| Task 1 |
According to the commentary on money and debt, how many Americans are on food stamps?

___ Document extract ___

How many more food items be made smaller and sold at the same price? In effect this is a slow starvation of those at the margin. The 46 million American souls on food stamps will soon find their food stamps to be worthless.


Those who assert that a credit system cannot go hyper-inflationary may not have thought through the exponential effects on the relationship of the debt and productivity curves within the context of all money is debt and the only way to create money is for debt to be created. Eventually the debt curve accelerates away from the productivity curve, then the productivity curve collapses all together. Sovereign debt crises caused by governments stepping in to keep the debt system going is the last stage. Then comes the debt/currency collapse.


Even if the Fed stopped printing money, I fail to see the difference between too much money that is worth nothing, and no money at all. It's not going to matter to a starving man that a loaf of bread is $1 million and he is a dollar short, or if it's $1 and he is a dollar short.

Thank you, Harun. Many observers have addressed the key concept here, which boils down to this: paper money is an abstract representation of the real world.

This can be explained by a simple example. If there is $100 in the money supply, and $100 of goods and services to trade, then $1 will be exchanged for $1 of goods and services. If the money supply suddenly increases by $100, then the value of the existing $100 declines by half, as the money supply is now $200 and the supply of goods and services remains unchanged. Thus it now takes $2 to buy what $1 once bought in goods and services.

Holders of the currency have had half the value of their currency (what we call purchasing power) stolen by the central bank that issued the additional $100 in money supply.

___ Records for the exercise ___

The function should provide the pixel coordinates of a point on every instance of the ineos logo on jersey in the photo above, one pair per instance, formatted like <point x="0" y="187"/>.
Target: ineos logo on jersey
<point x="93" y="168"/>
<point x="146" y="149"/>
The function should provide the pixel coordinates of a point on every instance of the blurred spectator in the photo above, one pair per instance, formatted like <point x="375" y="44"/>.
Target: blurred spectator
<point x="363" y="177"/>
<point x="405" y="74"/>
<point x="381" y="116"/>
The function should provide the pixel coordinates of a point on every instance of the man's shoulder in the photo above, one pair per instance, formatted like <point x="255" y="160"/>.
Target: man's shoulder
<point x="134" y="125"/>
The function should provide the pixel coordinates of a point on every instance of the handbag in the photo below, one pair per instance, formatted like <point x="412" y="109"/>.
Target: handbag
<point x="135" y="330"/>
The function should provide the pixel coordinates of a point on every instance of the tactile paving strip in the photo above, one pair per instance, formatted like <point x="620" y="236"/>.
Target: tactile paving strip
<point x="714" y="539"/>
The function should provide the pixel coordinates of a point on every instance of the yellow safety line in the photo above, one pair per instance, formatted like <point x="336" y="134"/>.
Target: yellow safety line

___
___ Records for the exercise ___

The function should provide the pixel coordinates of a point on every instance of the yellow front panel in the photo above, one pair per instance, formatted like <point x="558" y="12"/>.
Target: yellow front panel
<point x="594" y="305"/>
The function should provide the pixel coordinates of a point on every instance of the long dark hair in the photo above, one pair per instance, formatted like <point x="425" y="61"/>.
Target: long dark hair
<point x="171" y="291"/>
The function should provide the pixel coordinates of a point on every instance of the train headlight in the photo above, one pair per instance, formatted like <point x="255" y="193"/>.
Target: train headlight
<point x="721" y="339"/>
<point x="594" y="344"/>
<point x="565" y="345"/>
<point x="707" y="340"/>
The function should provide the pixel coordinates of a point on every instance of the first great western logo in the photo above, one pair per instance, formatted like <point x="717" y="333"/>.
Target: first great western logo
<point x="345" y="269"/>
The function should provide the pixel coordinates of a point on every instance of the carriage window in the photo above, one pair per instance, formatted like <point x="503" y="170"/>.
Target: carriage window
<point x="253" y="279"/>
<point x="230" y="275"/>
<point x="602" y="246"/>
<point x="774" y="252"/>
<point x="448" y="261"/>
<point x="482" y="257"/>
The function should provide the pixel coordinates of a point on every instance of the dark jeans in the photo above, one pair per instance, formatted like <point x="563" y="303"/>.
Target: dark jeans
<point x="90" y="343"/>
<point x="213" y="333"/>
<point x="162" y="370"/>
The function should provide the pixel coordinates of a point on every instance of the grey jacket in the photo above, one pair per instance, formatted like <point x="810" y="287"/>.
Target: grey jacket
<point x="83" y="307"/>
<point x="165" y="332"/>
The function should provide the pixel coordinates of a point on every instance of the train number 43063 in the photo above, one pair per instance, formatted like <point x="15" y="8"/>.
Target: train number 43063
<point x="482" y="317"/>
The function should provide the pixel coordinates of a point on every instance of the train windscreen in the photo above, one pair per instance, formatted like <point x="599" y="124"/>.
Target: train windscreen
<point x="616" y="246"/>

___

| Task 2 |
State only the number of lines in the records that contain the string "jersey", counting matches that have the same letter case.

| Correct response 1 |
46 million

| Correct response 2 |
2